Source records:
_ _ _ _ _ _ _

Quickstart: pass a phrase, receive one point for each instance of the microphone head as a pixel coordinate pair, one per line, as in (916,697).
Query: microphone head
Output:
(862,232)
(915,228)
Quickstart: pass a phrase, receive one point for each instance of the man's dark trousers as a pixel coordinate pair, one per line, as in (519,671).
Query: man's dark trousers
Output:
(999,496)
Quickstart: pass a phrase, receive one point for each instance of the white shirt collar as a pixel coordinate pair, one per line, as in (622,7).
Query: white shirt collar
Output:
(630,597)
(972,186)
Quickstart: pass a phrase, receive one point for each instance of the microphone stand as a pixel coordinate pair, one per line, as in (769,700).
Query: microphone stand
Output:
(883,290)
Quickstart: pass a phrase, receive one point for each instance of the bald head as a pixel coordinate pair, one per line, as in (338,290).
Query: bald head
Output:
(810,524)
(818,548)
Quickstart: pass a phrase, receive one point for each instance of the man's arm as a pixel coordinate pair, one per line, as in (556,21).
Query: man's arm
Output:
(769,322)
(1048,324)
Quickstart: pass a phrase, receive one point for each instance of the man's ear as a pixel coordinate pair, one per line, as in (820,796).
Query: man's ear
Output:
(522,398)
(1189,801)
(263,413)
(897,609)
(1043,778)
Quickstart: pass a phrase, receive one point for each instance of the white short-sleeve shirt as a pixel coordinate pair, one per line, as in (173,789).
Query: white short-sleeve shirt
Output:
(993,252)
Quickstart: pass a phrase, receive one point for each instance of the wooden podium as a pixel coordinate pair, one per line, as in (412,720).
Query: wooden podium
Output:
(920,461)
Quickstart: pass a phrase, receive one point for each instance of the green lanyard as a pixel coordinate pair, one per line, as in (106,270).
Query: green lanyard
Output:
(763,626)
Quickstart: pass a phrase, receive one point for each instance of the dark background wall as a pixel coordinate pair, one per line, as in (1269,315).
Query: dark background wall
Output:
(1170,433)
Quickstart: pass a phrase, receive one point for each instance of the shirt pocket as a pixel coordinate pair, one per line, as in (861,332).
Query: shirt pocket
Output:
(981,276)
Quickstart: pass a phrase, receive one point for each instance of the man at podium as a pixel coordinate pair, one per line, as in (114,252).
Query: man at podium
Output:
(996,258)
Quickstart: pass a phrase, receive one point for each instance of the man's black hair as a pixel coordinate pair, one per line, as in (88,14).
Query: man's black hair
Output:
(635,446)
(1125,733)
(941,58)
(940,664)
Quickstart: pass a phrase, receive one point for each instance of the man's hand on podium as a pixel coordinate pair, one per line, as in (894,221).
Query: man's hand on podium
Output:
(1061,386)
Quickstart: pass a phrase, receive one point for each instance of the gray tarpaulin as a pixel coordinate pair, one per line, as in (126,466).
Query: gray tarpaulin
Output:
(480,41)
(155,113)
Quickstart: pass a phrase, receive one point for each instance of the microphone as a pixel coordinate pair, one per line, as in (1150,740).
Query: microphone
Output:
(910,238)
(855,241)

_ _ _ _ _ _ _

_WORK INSTRUCTIONS_:
Please put every line of the records above into a Markdown table with two columns, Row and Line. Number each row and leave out any blank lines.

_IN RESPONSE_:
| Row | Line |
|---|---|
| 1 | Quickstart: pass a phrase, receive one point for each instance of the microphone head as a pixel coordinate pair, one per line, as in (916,697). |
| 2 | Query: microphone head |
| 3 | Output: |
| 4 | (862,232) |
| 5 | (915,228) |
| 6 | Quickstart: pass a phrase, receive one point for each instance of the man's dark trousers as a pixel coordinate pair, one per line, as in (519,671). |
| 7 | Query: man's dark trousers |
| 8 | Output: |
| 9 | (999,496) |
| 10 | Quickstart: pass a phrase, receive one point for each instance of the white shirt collar as a pixel coordinate pair, one per line, as in (622,7). |
| 11 | Query: white shirt collar |
| 12 | Output: |
| 13 | (630,597) |
| 14 | (972,186) |
| 15 | Quickstart: pass a phrase, receive one point for each instance of the microphone stand as a pixel coordinate pair, one per line, as in (769,700). |
| 16 | Query: microphone stand |
| 17 | Output: |
| 18 | (883,290) |
| 19 | Quickstart: pass a phrase, receive one point for each instance of the bald head as a pixel coordinate pair, one per line, as in (338,290). |
| 20 | Query: bald head |
| 21 | Output: |
| 22 | (810,524) |
| 23 | (818,548) |
| 24 | Quickstart: pass a phrase, receive one point for each instance of the man's arm as a pixel coordinate pair, one per line, as in (556,21). |
| 25 | Query: man's arm |
| 26 | Output: |
| 27 | (769,322) |
| 28 | (1048,324) |
| 29 | Quickstart: pass a phrase, receive one point for each instance of the man's ear as a pixel coordinate pair, one per line, as in (820,796). |
| 30 | Query: man's ear |
| 31 | Output: |
| 32 | (522,398) |
| 33 | (1189,801) |
| 34 | (263,413) |
| 35 | (897,609) |
| 36 | (1043,778) |
| 37 | Quickstart: pass a phrase, receive one point for each instance of the white short-sleeve shirt as a pixel coordinate pair, one per line, as in (173,789). |
| 38 | Query: white short-sleeve shirt |
| 39 | Output: |
| 40 | (993,252) |
| 41 | Quickstart: pass a phrase, receive one point for each instance of the wooden podium as a pixel coordinate pair, one per line, as in (412,720). |
| 42 | Query: wooden podium |
| 43 | Output: |
| 44 | (920,461) |
| 45 | Quickstart: pass a phrase, receive one point for each instance of the green lanyard as a pixel coordinate pair, one per line, as in (106,270). |
| 46 | Query: green lanyard |
| 47 | Output: |
| 48 | (763,626) |
| 49 | Quickstart: pass a phrase, receive one point for each instance of the dark background wall as a pixel coordinate pair, one per line, as in (1269,315). |
| 50 | Query: dark background wall |
| 51 | Output: |
| 52 | (1170,433) |
| 53 | Quickstart: pass a phrase, receive one point for each instance of the shirt pocket as a pixel coordinate pair, one per line, as in (861,332). |
| 54 | Query: shirt pocket |
| 55 | Output: |
| 56 | (981,276) |
| 57 | Quickstart: pass a phrase, receive one point for each instance of the man at podium as a pixel coordinate pair, one per line, as in (114,252). |
| 58 | Query: man at podium |
| 59 | Output: |
| 60 | (996,258) |
| 61 | Quickstart: pass a phrase, receive one point for each instance of the man's black hair as a pixel coordinate pair, one per line, as in (88,14). |
| 62 | Query: man's black hair |
| 63 | Output: |
| 64 | (635,446) |
| 65 | (1125,733) |
| 66 | (941,58) |
| 67 | (940,664) |
| 68 | Quickstart: pass a phrase, receive one point for each instance of the man's hand on podium as a pixel coordinate pair, one per line, as in (894,221). |
| 69 | Query: man's hand on podium |
| 70 | Output: |
| 71 | (1061,386) |
| 72 | Quickstart: pass a phrase, receive one point for each instance of the gray tarpaulin as a pixel coordinate pair, one per line, as in (126,466). |
| 73 | Query: gray tarpaulin |
| 74 | Output: |
| 75 | (480,41) |
| 76 | (155,113) |
| 77 | Quickstart: pass a phrase, receive one point for each instance of the microphone as a pixel coordinate pair, one per line, as in (1150,740). |
| 78 | Query: microphone |
| 79 | Output: |
| 80 | (910,238) |
| 81 | (855,241) |